Stated exercise 1.
Repeat the entries exactly as they appear, starting at the line that contains "spot the snow-covered" and continuing through the end of the entries, inclusive. Leave the pictures out of your answer.

Quoted text.
◆ ◆ ◆ ◆ ◆ ◆ ◆

Say that we want to know (and of course, visualize) the mean and standard deviation of the heights of each tree species in NYC. We can see that data in first few columns of the NY trees dataset above, but how to calculate these statistics? In R, mean can be computed with mean()
and standard deviation can be calculated with sd()
. We will use the function summarize()
to calculate summary statistics. So, we can calculate the average and standard deviation of all the trees in the data set as follows:
ny_trees %>%
summarize(mean_height = mean(tree_height))
## # A tibble: 1 × 1
## mean_height
## <dbl>
## 1 72.6
ny_trees %>%
summarize(stdev_height = sd(tree_height))
## # A tibble: 1 × 1
## stdev_height
## <dbl>
## 1 28.7
Great! But how to do this for each species? We need to subdivide the data by species, then compute the mean and standard deviation, then recombine the results into a new table. First, we use group_by()

◆ ◆ ◆ ◆ ◆ ◆ ◆

Information provided.
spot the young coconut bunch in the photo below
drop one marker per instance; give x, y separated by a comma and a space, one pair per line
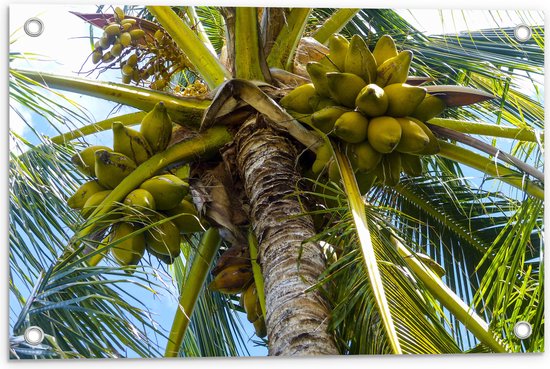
141, 48
161, 204
360, 98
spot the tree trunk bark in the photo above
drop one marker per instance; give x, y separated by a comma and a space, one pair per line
296, 320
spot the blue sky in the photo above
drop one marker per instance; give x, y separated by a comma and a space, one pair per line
65, 39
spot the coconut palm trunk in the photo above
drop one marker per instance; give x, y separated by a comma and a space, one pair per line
296, 319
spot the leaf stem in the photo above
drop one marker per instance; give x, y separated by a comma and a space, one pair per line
282, 53
334, 24
357, 208
489, 149
467, 315
490, 167
208, 247
485, 129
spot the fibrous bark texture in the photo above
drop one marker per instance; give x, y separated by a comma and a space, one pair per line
296, 320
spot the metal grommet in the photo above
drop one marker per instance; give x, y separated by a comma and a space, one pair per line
34, 335
522, 33
34, 27
522, 330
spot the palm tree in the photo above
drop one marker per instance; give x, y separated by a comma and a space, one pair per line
335, 272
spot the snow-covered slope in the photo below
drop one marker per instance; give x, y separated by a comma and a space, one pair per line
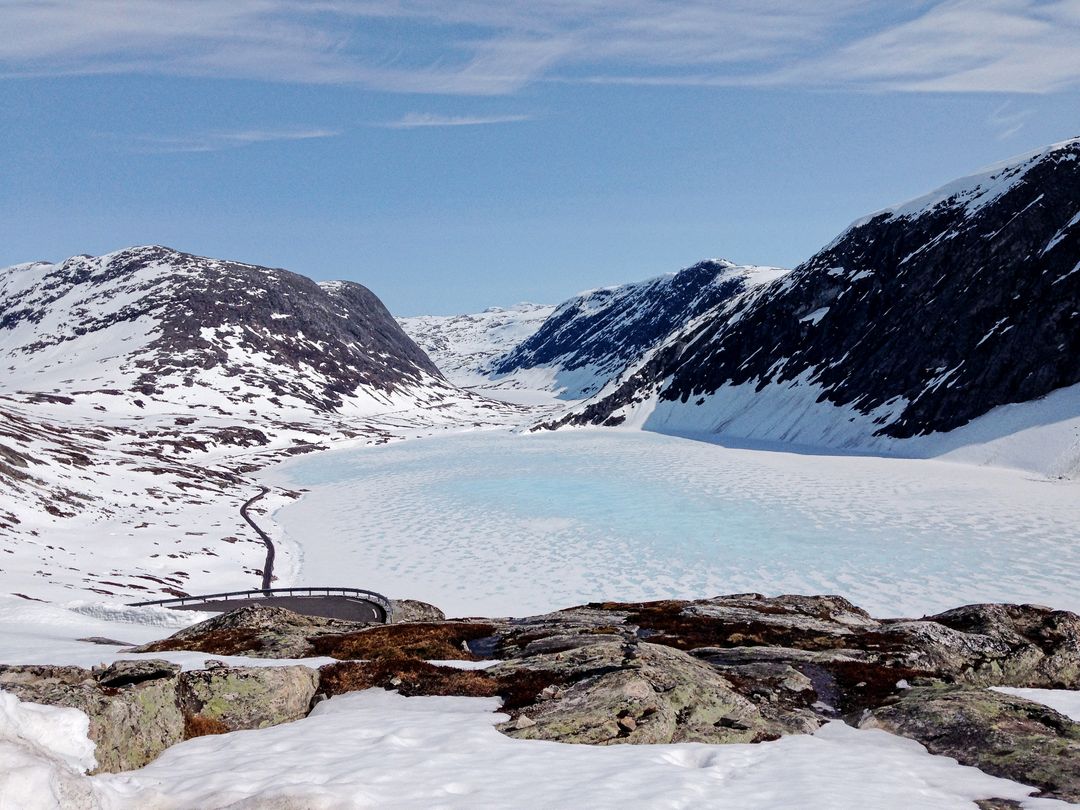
464, 347
137, 389
917, 320
592, 337
172, 327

◆ ◆ ◆ ◆ ◆ ◆ ◆

Stated exercise 2.
Reproduce the passage on tree height statistics word for word, between "Say that we" and "summarize(mean_height = mean(tree_height))", inclusive.

Full solution 1.
spot the snow-covered slope in the photo below
drop one marker per instance; give x, y separated by a comma and a space, one pair per line
464, 347
137, 389
917, 320
592, 337
172, 327

Full solution 2.
Say that we want to know (and of course, visualize) the mean and standard deviation of the heights of each tree species in NYC. We can see that data in first few columns of the NY trees dataset above, but how to calculate these statistics? In R, mean can be computed with mean()
and standard deviation can be calculated with sd()
. We will use the function summarize()
to calculate summary statistics. So, we can calculate the average and standard deviation of all the trees in the data set as follows:
ny_trees %>%
summarize(mean_height = mean(tree_height))